Skip to content

'The Boxtrolls': Creepy in the tradition of 'Coraline'

Laika, the animation studio that made ‘Coraline,’ returns with story of a boy raised by trolls

Eggs (Isaac Hempstead Wright), a boy who's been raised by trolls, is forced to save his nocturnal family from an evil human in the latest film from the studio behind "Coraline."
Eggs (Isaac Hempstead Wright), a boy who's been raised by trolls, is forced to save his nocturnal family from an evil human in the latest film from the studio behind "Coraline."Read more

"THE BOXTROLLS" comes to us from Laika, the animation studio behind "Coraline" and "ParaNorman," movies that share a knack for the grotesque.

Laika goes nuts with it in "The Boxtrolls," the story of a boy raised by nocturnal trolls, though these creatures are anything but macabre - they are, in fact, the cutest thing in animated movies since the the minions of "Despicable Me."

The truly ugly figures here are the grown-up humans, administrators of a Dickensian city (the accents and setting are Victorian England) where city fathers take money dedicated for roads, schools and hospitals and spend it instead on cheese.

_ _ _ _ _ _ _

* [TASKS AND EXERCISES]
(a) Return the portion of the Boxtrolls review starting at "Laika, the animation studio that" and ending at "for the grotesque.".
(b) According to the Boxtrolls review, what do the city fathers spend money on instead of roads, schools and hospitals?
(c) Continue the review of "The Boxtrolls" from where it stops.

_ _ _ _ _ _ _

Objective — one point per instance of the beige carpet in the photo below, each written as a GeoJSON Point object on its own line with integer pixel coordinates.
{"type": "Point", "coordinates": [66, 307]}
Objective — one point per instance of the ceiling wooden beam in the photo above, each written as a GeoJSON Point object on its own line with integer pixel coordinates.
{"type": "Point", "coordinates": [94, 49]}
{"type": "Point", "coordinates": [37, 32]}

_ _ _ _ _ _ _

* [ANSWERS TO THE PROBLEMS]
(a)
Laika, the animation studio that made ‘Coraline,’ returns with story of a boy raised by trolls

Eggs (Isaac Hempstead Wright), a boy who's been raised by trolls, is forced to save his nocturnal family from an evil human in the latest film from the studio behind "Coraline."
Eggs (Isaac Hempstead Wright), a boy who's been raised by trolls, is forced to save his nocturnal family from an evil human in the latest film from the studio behind "Coraline."Read more

"THE BOXTROLLS" comes to us from Laika, the animation studio behind "Coraline" and "ParaNorman," movies that share a knack for the grotesque.

(b) Cheese.

(c)
Cheese is the movie's metaphor for wasteful and silly consumerism, for an obsession with status - the city is run by a privileged circle of men in pompous white hats who meet in the evening for private cheese tastings, heedless of the city in their charge.

Their snobby exclusivity inspires envy in Mr. Snatcher (Ben Kinglsey, who has a wonderful voice for villainy), who proposes to earn entry into the exclusive club by ridding the city of the boxtrolls, little creatures that scavenge at night - the citizens live in fear of them, as the boxtrolls are said to have kidnapped a human boy (Isaac Hempstead Wright).

They haven't, of course - the boy's living happily among them. In fact, he thinks he's one of them, and only comes to accept his status as human (regretfully) when called upon to save his boxtroll family from the clutches of the dastardly Snatcher, with the help of a curious human girl (Elle Fanning).

"The Boxtrolls" has been criticized for being sluggish (it does take a while to hit its stride), opaque and a little creepy, maybe too creepy for kids.

I actually found its cheese-y take on detached elites to be fairly straightforward and on point, and I rather liked the animation, even at its most sinister - Snatcher, with his round belly and crooked legs, has a spider's menace.

We could use a little grotesquery in animation, after the scrubbed faces, inspirational boosterism and auto-tuned balladeering of "Frozen."

Also, no one does depth-of-field like Laika - they make use of the three-dimensionality of the medium like no one else. Even so, at 100 minutes, it's too dang long.